### RECORDS FOR THIS TASK ###

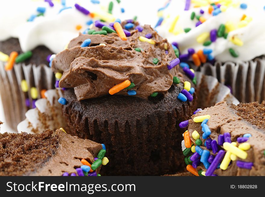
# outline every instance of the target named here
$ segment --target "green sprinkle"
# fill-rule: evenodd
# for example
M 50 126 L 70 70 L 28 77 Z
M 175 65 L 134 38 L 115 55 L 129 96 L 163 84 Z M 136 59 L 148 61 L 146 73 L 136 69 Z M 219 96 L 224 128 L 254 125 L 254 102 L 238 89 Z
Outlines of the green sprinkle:
M 112 1 L 110 2 L 109 4 L 109 13 L 110 14 L 112 13 L 112 9 L 113 9 L 113 2 Z
M 104 30 L 109 34 L 111 34 L 112 33 L 117 33 L 115 30 L 112 29 L 111 28 L 107 26 L 103 26 L 102 27 L 102 30 Z
M 226 29 L 226 26 L 223 24 L 221 24 L 218 28 L 217 31 L 217 36 L 219 37 L 223 37 L 225 33 L 225 30 Z
M 194 19 L 194 17 L 195 17 L 195 13 L 194 12 L 192 12 L 192 14 L 191 15 L 191 19 L 193 20 Z
M 185 158 L 184 158 L 184 161 L 187 166 L 188 165 L 191 165 L 192 164 L 192 162 L 190 162 L 189 161 L 189 158 L 188 157 L 185 157 Z
M 159 61 L 159 60 L 157 58 L 154 58 L 153 59 L 153 63 L 154 64 L 156 64 L 158 63 Z
M 190 148 L 187 148 L 183 151 L 183 154 L 184 156 L 188 156 L 192 152 Z
M 197 146 L 200 146 L 202 144 L 202 142 L 200 139 L 198 139 L 195 141 L 195 143 Z
M 100 160 L 102 160 L 105 156 L 105 154 L 106 154 L 106 150 L 104 149 L 101 149 L 98 154 L 97 157 Z
M 125 89 L 126 90 L 129 90 L 130 89 L 131 89 L 132 88 L 134 88 L 135 86 L 135 85 L 134 85 L 134 84 L 133 83 L 133 82 L 131 82 L 131 85 L 127 88 L 125 88 Z
M 235 52 L 235 50 L 232 48 L 229 49 L 229 52 L 230 53 L 231 55 L 234 58 L 237 58 L 239 56 L 238 53 Z
M 32 56 L 32 52 L 28 51 L 23 53 L 20 54 L 16 58 L 16 63 L 20 63 L 30 58 Z
M 102 164 L 102 160 L 98 159 L 91 164 L 91 169 L 95 170 Z
M 205 43 L 203 43 L 204 46 L 209 46 L 209 45 L 210 45 L 212 43 L 212 41 L 211 40 L 208 40 L 207 41 L 206 41 Z
M 175 84 L 178 84 L 180 82 L 180 79 L 177 77 L 173 77 L 173 82 Z
M 157 95 L 158 95 L 158 93 L 155 92 L 153 92 L 153 93 L 152 93 L 151 94 L 151 95 L 150 96 L 152 97 L 155 97 Z
M 89 29 L 87 31 L 87 34 L 92 34 L 92 33 L 93 32 L 95 32 L 96 31 L 96 30 L 95 29 Z
M 176 56 L 177 58 L 178 58 L 179 56 L 179 49 L 174 49 L 174 52 L 175 52 L 175 55 L 176 55 Z
M 185 29 L 184 29 L 184 31 L 185 31 L 185 33 L 188 33 L 190 31 L 191 31 L 191 29 L 189 28 L 185 28 Z
M 100 34 L 101 35 L 107 35 L 107 32 L 105 30 L 101 30 L 101 31 L 94 31 L 92 33 L 92 34 Z
M 197 85 L 197 78 L 196 77 L 194 77 L 194 78 L 193 78 L 192 79 L 192 83 L 193 83 L 195 85 Z

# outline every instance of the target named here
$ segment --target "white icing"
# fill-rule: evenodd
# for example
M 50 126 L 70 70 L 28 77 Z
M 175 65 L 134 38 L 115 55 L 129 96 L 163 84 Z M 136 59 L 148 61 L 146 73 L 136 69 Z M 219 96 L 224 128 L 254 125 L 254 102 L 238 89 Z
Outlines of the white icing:
M 236 1 L 239 3 L 238 4 L 237 6 L 228 7 L 226 11 L 214 16 L 209 14 L 209 6 L 195 8 L 193 7 L 192 4 L 189 10 L 184 11 L 186 1 L 171 1 L 169 6 L 163 11 L 164 21 L 157 30 L 161 36 L 167 38 L 170 42 L 177 42 L 182 54 L 187 53 L 189 48 L 194 49 L 195 51 L 204 48 L 211 49 L 213 50 L 212 55 L 216 59 L 223 62 L 248 61 L 265 54 L 265 22 L 264 21 L 265 10 L 263 8 L 265 2 L 263 0 Z M 241 3 L 247 4 L 247 9 L 240 8 L 239 5 Z M 200 13 L 201 9 L 204 11 L 203 14 Z M 198 21 L 196 18 L 193 20 L 191 19 L 191 15 L 193 11 L 196 15 L 203 16 L 207 20 L 195 27 L 195 24 Z M 170 14 L 169 17 L 169 14 Z M 201 34 L 210 32 L 214 29 L 218 29 L 220 25 L 225 24 L 228 21 L 232 22 L 237 27 L 243 14 L 251 17 L 252 20 L 245 27 L 230 31 L 227 39 L 218 38 L 215 42 L 208 46 L 203 46 L 202 44 L 197 42 L 197 37 Z M 176 35 L 169 31 L 172 22 L 178 15 L 179 15 L 179 17 L 175 28 L 191 28 L 188 33 L 183 32 Z M 235 36 L 243 42 L 243 46 L 235 45 L 229 41 L 229 38 Z M 239 57 L 233 57 L 229 52 L 230 48 L 237 52 Z

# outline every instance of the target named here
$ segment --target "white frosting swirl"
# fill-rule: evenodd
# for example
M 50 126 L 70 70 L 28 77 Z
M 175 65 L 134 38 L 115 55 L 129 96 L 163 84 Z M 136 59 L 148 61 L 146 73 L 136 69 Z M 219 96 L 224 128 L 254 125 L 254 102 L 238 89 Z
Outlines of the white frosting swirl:
M 163 11 L 164 21 L 157 29 L 161 36 L 167 38 L 170 42 L 175 41 L 177 43 L 182 54 L 187 53 L 188 49 L 189 48 L 194 48 L 195 52 L 204 48 L 210 49 L 213 50 L 212 55 L 215 59 L 223 62 L 251 60 L 265 54 L 265 22 L 264 21 L 265 10 L 263 8 L 265 3 L 262 0 L 241 1 L 237 1 L 236 2 L 236 1 L 233 1 L 233 3 L 227 7 L 226 11 L 217 16 L 213 16 L 208 13 L 209 5 L 195 8 L 193 7 L 194 4 L 192 4 L 190 9 L 184 11 L 186 1 L 171 1 L 169 6 Z M 246 9 L 240 8 L 240 4 L 243 2 L 247 4 Z M 204 14 L 200 13 L 201 9 L 204 11 Z M 191 13 L 193 11 L 196 15 L 203 16 L 207 19 L 205 22 L 197 27 L 195 27 L 195 25 L 198 20 L 196 18 L 193 20 L 191 20 L 190 18 Z M 169 14 L 170 14 L 169 17 Z M 252 20 L 245 26 L 238 28 L 238 25 L 243 14 L 251 17 Z M 191 28 L 188 33 L 182 31 L 176 35 L 169 32 L 170 25 L 178 15 L 179 18 L 174 31 L 187 28 Z M 209 33 L 214 29 L 218 29 L 221 24 L 225 24 L 228 21 L 232 23 L 236 28 L 229 32 L 227 39 L 217 38 L 215 42 L 207 46 L 204 46 L 196 41 L 198 37 L 202 34 Z M 238 46 L 231 41 L 231 38 L 235 36 L 243 42 L 243 46 Z M 231 55 L 229 51 L 230 48 L 238 53 L 239 55 L 238 57 Z

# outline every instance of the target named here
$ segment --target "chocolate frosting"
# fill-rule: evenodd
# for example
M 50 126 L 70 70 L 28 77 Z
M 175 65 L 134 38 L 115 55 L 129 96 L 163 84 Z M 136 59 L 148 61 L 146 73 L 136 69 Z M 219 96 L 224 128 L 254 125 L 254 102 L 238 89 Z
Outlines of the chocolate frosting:
M 135 26 L 138 25 L 134 23 Z M 122 26 L 126 24 L 122 22 Z M 79 100 L 108 94 L 111 88 L 127 79 L 135 84 L 130 90 L 136 91 L 136 96 L 147 99 L 153 92 L 165 93 L 172 84 L 173 75 L 178 72 L 178 66 L 170 70 L 167 66 L 176 57 L 166 39 L 149 25 L 145 25 L 143 28 L 141 32 L 131 29 L 131 35 L 126 41 L 115 33 L 107 35 L 80 34 L 70 41 L 68 48 L 58 54 L 53 61 L 54 71 L 63 73 L 59 87 L 73 88 Z M 148 33 L 152 34 L 154 44 L 139 40 L 139 36 Z M 91 40 L 89 46 L 80 46 L 88 38 Z M 106 45 L 99 45 L 101 43 Z M 137 48 L 142 49 L 140 52 L 135 50 Z M 159 60 L 155 65 L 154 58 Z M 116 94 L 128 95 L 128 91 L 124 89 Z
M 256 103 L 256 104 L 254 105 Z M 256 103 L 241 104 L 238 106 L 229 106 L 224 102 L 217 103 L 214 106 L 200 111 L 192 116 L 192 120 L 189 121 L 188 131 L 191 139 L 195 144 L 195 140 L 192 135 L 195 130 L 200 134 L 200 139 L 203 145 L 205 140 L 201 136 L 203 133 L 201 126 L 201 123 L 195 123 L 192 120 L 198 116 L 210 115 L 211 116 L 207 125 L 211 131 L 210 136 L 212 139 L 218 142 L 220 134 L 228 132 L 230 133 L 231 140 L 236 142 L 237 138 L 242 137 L 244 134 L 250 133 L 252 136 L 249 138 L 247 142 L 251 145 L 251 148 L 246 151 L 248 157 L 245 160 L 238 157 L 236 160 L 251 162 L 254 166 L 251 169 L 238 167 L 236 161 L 232 161 L 227 169 L 223 170 L 219 169 L 215 170 L 214 174 L 223 176 L 264 176 L 265 175 L 265 131 L 264 120 L 260 116 L 261 113 L 265 112 L 265 101 L 261 105 Z M 245 115 L 248 114 L 248 117 Z M 250 121 L 250 119 L 252 121 Z M 239 144 L 237 142 L 238 146 Z M 207 150 L 203 145 L 201 146 L 203 150 Z M 220 148 L 223 148 L 220 146 Z M 215 155 L 211 150 L 211 154 Z M 206 170 L 202 164 L 197 167 L 197 169 Z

###

• EXERCISE GOAL: Reproduce word for word every line from the beginning of the records through the line containing "M 100 160 L", including that line. Omit the pictures from your reproduction.

• SOLVED PROBLEM:
# outline every instance of the target named here
$ segment --target "green sprinkle"
# fill-rule: evenodd
# for example
M 50 126 L 70 70 L 28 77 Z
M 175 65 L 134 38 L 115 55 L 129 96 L 163 84 Z M 136 59 L 148 61 L 146 73 L 136 69 Z M 219 96 L 224 128 L 254 125 L 254 102 L 238 89 Z
Outlines of the green sprinkle:
M 112 1 L 110 2 L 109 4 L 109 13 L 110 14 L 112 13 L 112 9 L 113 9 L 113 2 Z
M 104 30 L 109 34 L 111 34 L 112 33 L 117 33 L 115 30 L 112 29 L 111 28 L 107 26 L 103 26 L 102 27 L 102 30 Z
M 226 29 L 226 26 L 223 24 L 221 24 L 218 28 L 217 31 L 217 36 L 219 37 L 223 37 L 225 33 L 225 30 Z
M 194 19 L 194 17 L 195 17 L 195 13 L 194 12 L 192 12 L 192 14 L 191 15 L 191 19 L 193 20 Z
M 185 158 L 184 158 L 184 161 L 187 166 L 188 165 L 191 165 L 192 164 L 192 162 L 190 162 L 189 161 L 189 158 L 188 157 L 185 157 Z
M 159 61 L 159 60 L 157 58 L 154 58 L 153 59 L 153 63 L 154 64 L 156 64 L 158 63 Z
M 190 148 L 187 148 L 183 151 L 183 154 L 184 156 L 188 156 L 192 152 Z
M 197 146 L 200 146 L 202 144 L 202 142 L 200 139 L 198 139 L 195 141 L 195 143 Z
M 100 160 L 102 160 L 105 156 L 105 154 L 106 154 L 106 150 L 104 149 L 101 149 L 98 154 L 97 157 Z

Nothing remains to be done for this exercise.